_Tekstfragment:_
_ _ _ _

De poort tot openbare kapitaalmarkten voor ondernemingen die financiering zoeken, is het prospectus. Prospectussen zijn wettelijk opgelegde documenten met alle vereiste informatie over een onderneming die beleggers nodig hebben wanneer zij een gefundeerde beslissing moeten nemen om al dan niet te beleggen. De prospectusvereisten zijn geharmoniseerd om een vergelijking tussen investeringsmogelijkheden in de EU mogelijk te maken. Een prospectus opstellen is echter duur en lastig, met name voor kleine en middelgrote ondernemingen, en meestal gaat het om honderden bladzijden. Voor investeerders kunnen zij ingewikkeld en te gedetailleerd zijn en het is moeilijk uit te maken welke informatie van doorslaggevend belang is voor de belegging.

De Commissie zal de prospectusrichtlijn moderniseren 30 . Zo zal in de richtlijn nader worden toegelicht wanneer een prospectus vereist is, zal de gevraagde informatie en het goedkeuringsproces gestroomlijnd worden en zal voor kmo's een daadwerkelijk evenredige regeling worden ingevoerd wat het opstellen van een prospectus en de toegang tot kapitaalmarkten betreft. De Commissie zal ook nagaan hoe kmo's bij de beursgang kunnen worden ondersteund via Europese adviesstructuren zoals het Europees investeringsadviescentrum.

_ _ _ _

_Fragmenten uit items:_
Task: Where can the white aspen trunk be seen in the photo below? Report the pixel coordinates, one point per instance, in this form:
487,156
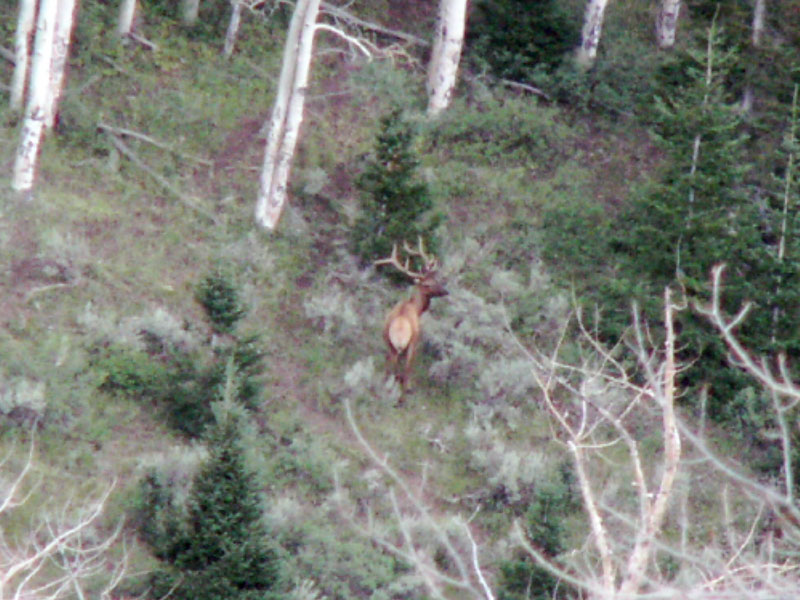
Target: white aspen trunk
667,23
592,28
759,10
61,41
287,114
127,11
38,98
22,45
233,27
191,9
446,54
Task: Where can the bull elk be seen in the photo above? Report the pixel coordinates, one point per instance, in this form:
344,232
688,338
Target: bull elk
401,329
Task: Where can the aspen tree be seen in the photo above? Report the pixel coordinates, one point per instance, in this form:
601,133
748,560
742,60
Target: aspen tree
446,54
287,114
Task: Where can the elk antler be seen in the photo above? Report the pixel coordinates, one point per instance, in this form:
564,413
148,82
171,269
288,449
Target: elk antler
430,262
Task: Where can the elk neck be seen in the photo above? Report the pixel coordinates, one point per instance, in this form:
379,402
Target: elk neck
421,299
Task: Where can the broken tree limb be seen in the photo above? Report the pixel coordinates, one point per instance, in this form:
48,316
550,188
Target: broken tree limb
135,159
121,131
354,21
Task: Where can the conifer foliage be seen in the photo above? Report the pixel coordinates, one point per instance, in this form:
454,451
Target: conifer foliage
705,209
221,551
396,205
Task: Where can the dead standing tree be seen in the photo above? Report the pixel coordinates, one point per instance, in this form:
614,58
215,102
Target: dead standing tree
594,408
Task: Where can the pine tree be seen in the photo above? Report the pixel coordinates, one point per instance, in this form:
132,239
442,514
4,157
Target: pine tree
395,204
699,213
223,552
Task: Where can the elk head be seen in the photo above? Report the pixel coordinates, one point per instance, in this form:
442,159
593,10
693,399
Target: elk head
401,329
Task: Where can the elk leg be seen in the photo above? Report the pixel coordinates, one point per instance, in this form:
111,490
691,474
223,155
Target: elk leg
412,348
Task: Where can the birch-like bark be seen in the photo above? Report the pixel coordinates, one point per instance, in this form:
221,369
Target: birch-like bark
592,28
61,40
39,97
191,10
287,114
667,23
233,27
22,45
446,54
759,10
127,11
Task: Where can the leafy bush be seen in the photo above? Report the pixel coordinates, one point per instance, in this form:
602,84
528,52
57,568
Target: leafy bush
501,131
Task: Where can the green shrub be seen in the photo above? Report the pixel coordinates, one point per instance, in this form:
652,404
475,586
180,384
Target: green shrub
521,578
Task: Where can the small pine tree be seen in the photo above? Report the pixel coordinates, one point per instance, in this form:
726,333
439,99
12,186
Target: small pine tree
222,551
395,204
218,296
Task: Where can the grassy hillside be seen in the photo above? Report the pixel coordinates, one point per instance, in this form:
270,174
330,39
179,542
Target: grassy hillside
100,272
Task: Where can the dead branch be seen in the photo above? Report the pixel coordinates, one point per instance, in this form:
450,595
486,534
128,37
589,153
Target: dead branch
61,553
121,131
8,55
354,21
432,575
135,159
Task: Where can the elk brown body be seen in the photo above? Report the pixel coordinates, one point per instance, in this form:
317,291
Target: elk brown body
401,330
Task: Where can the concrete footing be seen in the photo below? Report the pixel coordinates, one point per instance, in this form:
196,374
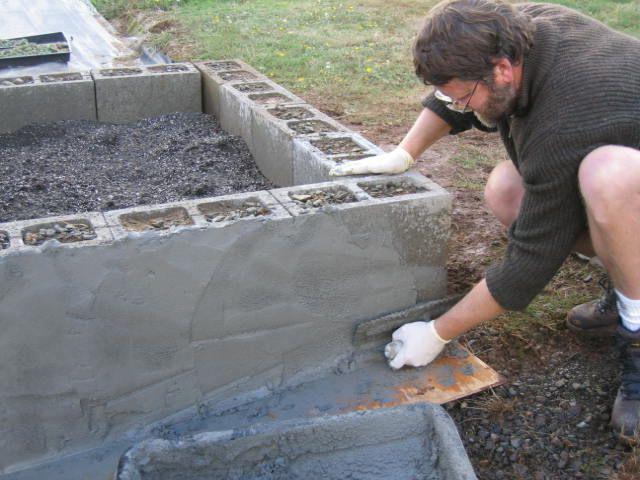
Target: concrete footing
407,442
157,309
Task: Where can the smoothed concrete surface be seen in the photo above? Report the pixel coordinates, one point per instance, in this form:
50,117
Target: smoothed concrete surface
406,442
102,340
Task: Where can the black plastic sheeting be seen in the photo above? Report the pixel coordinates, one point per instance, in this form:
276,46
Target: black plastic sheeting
93,41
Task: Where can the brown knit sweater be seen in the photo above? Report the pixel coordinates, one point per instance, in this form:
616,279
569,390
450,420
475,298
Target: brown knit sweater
580,91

_ _ _ _

_Wat te doen:_
Ga verder met de tekst over prospectussen en schrijf na de laatste zin door.

_Resultaat hieronder:_
Naast het prospectus zijn er een reeks andere kwesties die het openbaar aantrekken van kapitaal betreffen. De mkb-groeimarkten, ingevoerd bij de MiFID II, zullen jonge bedrijven vanaf 2017 een springplank bieden om zich voor te bereiden op een toekomstige notering op een grotere beurs. De oprichting van deze specifieke markt kan met name van bijzonder belang zijn voor de ontwikkeling van lokale markten of jonge uitgevende instellingen. Om de voordelen van deze specifieke platforms voor de kapitaalmarktenunie ten volle te benutten, zal de Commissie, door de uitvoering van MiFID II, in de hierop toepasselijke vereisten zorgen voor een juist evenwicht, namelijk de belegger voldoende bescherming bieden zonder onnodige administratieve lasten.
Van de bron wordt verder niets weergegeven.